Below are the entries; return exactly the line with "the wave face" and every later line, without anything else.

Point-per-instance localization data:
== Segment start ==

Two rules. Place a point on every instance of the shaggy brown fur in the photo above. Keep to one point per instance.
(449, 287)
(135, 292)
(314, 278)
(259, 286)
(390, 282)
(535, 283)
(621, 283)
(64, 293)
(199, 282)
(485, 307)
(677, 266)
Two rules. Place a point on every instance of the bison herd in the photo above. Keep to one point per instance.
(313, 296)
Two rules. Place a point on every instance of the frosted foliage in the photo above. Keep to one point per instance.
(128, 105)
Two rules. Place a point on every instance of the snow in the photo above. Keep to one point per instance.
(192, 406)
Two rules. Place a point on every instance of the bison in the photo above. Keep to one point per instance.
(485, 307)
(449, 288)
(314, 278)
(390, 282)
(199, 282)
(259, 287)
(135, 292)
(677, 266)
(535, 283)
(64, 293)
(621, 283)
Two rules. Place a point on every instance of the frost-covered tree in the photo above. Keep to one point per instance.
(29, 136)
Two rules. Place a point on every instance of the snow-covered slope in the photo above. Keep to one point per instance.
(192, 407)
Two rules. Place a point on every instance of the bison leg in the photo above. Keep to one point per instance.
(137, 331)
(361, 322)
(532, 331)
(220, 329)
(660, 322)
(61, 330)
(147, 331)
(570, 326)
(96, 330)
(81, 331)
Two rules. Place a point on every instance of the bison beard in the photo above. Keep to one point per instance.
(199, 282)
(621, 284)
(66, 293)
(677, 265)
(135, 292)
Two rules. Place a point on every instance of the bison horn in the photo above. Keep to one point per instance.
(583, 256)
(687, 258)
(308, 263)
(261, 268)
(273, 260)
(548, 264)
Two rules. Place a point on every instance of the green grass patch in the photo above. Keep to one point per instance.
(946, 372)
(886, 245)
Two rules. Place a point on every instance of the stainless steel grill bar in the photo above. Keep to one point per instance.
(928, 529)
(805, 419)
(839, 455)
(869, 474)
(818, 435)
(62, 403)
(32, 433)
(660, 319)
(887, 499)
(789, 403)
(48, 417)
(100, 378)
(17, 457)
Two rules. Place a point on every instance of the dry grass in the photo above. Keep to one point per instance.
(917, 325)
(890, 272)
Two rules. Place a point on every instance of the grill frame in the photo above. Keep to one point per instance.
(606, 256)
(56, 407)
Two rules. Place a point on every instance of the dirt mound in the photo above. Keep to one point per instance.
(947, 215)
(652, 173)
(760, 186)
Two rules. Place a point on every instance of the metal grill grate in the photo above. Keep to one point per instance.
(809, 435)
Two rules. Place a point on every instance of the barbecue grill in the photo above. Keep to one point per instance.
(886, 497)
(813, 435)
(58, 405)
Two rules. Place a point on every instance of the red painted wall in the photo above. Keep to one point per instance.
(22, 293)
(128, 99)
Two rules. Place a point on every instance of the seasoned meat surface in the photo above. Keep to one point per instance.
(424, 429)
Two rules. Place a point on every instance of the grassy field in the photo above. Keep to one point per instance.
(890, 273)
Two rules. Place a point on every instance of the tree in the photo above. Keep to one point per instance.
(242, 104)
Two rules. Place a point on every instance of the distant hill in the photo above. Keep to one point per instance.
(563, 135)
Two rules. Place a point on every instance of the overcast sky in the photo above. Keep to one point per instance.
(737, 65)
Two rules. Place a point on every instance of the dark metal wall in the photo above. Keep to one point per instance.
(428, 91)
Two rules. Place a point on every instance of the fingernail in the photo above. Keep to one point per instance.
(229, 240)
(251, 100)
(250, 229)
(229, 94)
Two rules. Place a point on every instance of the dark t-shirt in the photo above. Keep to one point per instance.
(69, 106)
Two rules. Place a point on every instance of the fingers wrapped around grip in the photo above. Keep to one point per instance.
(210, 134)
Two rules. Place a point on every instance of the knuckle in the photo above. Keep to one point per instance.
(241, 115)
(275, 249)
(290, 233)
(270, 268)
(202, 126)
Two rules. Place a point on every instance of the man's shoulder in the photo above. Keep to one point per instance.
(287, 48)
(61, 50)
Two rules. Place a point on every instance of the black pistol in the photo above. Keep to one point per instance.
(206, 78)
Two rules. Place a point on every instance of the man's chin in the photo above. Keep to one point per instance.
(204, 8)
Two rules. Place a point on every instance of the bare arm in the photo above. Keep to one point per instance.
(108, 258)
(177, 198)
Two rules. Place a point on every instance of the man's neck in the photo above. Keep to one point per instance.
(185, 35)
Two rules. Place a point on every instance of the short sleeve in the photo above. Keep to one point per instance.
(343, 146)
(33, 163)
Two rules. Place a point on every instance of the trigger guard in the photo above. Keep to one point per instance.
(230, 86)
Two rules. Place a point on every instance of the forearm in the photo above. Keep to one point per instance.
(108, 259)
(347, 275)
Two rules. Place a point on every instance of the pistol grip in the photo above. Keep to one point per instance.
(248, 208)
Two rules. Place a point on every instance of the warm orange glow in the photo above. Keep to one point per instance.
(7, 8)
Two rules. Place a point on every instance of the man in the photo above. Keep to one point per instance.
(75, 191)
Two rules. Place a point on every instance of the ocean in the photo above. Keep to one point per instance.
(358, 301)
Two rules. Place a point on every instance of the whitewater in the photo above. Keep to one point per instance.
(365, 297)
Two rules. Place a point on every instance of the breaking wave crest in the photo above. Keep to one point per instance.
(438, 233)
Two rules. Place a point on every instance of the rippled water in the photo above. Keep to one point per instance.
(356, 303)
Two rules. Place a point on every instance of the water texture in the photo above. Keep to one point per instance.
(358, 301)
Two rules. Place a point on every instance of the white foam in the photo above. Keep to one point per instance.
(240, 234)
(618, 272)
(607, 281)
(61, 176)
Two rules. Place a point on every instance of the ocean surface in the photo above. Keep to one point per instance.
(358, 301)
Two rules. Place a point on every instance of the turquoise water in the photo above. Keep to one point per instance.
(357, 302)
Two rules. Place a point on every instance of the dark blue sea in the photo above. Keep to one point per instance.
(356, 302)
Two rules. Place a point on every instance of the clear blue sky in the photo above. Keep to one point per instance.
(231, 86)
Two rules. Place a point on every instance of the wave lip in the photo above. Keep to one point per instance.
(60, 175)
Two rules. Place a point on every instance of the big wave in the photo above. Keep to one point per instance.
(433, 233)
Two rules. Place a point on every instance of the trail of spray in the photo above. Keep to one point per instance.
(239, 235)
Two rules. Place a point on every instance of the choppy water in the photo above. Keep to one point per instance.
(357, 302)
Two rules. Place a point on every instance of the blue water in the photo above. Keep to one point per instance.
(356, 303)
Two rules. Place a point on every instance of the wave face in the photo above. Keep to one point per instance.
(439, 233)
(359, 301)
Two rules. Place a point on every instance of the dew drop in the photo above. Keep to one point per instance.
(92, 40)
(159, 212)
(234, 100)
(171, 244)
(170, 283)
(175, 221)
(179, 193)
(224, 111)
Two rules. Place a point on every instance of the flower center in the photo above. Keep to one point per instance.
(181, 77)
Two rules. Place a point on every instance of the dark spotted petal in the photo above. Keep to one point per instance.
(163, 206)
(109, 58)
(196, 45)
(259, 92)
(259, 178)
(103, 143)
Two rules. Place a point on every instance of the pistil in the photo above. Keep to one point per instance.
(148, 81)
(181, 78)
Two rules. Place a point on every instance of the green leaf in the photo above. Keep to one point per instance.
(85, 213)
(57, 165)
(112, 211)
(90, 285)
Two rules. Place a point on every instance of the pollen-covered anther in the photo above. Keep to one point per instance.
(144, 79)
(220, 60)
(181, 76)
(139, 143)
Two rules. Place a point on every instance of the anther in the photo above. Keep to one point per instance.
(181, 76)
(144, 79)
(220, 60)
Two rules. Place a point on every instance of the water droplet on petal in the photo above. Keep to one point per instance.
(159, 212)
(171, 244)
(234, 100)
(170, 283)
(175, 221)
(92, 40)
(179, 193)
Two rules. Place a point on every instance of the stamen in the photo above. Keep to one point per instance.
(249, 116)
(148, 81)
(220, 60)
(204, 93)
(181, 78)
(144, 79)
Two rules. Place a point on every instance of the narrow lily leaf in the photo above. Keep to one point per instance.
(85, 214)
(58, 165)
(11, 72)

== Segment end ==

*YOUR SOLUTION*.
Two rules. Place a point on every instance of the wave face in the photo above. Keep to one point per instance.
(439, 233)
(359, 301)
Two rules. Place a point on every instance of the dew drop in the photo above. Keep to one point per instance.
(92, 40)
(159, 212)
(234, 100)
(171, 244)
(170, 283)
(175, 221)
(179, 193)
(224, 111)
Two rules. Place a point on every instance of the flower center in the photo above. Keep to one point per instance.
(181, 77)
Two rules. Place a point on every instance of the dark spotted petal in the photo above. Keep to one point per instance.
(163, 206)
(109, 58)
(196, 45)
(259, 92)
(259, 178)
(103, 143)
Two rules. Place a point on every instance of the pistil in the photo above. Keep to one point per instance.
(148, 81)
(181, 78)
Two rules. Place a point on every instance of the green leaf in the photo above. Keep to one point per instance.
(85, 213)
(57, 165)
(112, 211)
(90, 285)
Two rules. Place a point on every instance of the pollen-covered anther in the photo above. Keep to one point per instance.
(144, 79)
(220, 60)
(181, 76)
(139, 143)
Two rules. Place a point on every instance of the anther in the photo above. Keep to one point per instance.
(181, 76)
(144, 79)
(220, 60)
Two rules. Place a point on every instance of the water droplet on petal in the photo above. Keep to one point per instance.
(159, 212)
(171, 244)
(234, 100)
(170, 283)
(175, 221)
(92, 40)
(179, 193)
Two rules. Place a point on every instance of the stamen in the photo above. Keep to one point per instance.
(249, 116)
(148, 81)
(220, 60)
(204, 93)
(181, 78)
(144, 79)
Two rules. Place a point on every instance of the narrow lily leaf in the photo above. Keep to one point per instance.
(85, 214)
(58, 165)
(11, 72)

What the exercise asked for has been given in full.